### OBJECTIVE
Change "tree trunk" to "tree stem" throughout the entries below, and write out every line again with nothing else altered.

(Rows of box annotation data)
* * * *

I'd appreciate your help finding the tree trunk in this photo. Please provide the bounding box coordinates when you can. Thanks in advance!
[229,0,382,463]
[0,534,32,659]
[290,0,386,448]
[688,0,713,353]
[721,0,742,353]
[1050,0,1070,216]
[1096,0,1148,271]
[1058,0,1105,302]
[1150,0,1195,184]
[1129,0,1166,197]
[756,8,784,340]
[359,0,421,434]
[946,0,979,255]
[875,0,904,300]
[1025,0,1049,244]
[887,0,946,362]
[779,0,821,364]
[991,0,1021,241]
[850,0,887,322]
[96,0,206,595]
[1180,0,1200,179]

* * * *

### RIGHT ANSWER
I'd appreciate your help finding the tree stem in this photo. Please provide the bounding box coordinates when you can. Thanks in advance!
[229,0,382,463]
[0,534,32,659]
[290,0,386,448]
[688,0,713,353]
[721,0,742,353]
[1050,0,1070,216]
[1096,0,1148,271]
[1058,0,1105,302]
[1150,0,1195,184]
[1129,0,1166,197]
[756,8,784,340]
[359,0,421,434]
[946,0,979,255]
[875,0,904,300]
[1025,0,1049,244]
[887,0,946,362]
[779,0,821,364]
[991,0,1021,241]
[850,0,887,322]
[96,0,206,595]
[1180,0,1200,179]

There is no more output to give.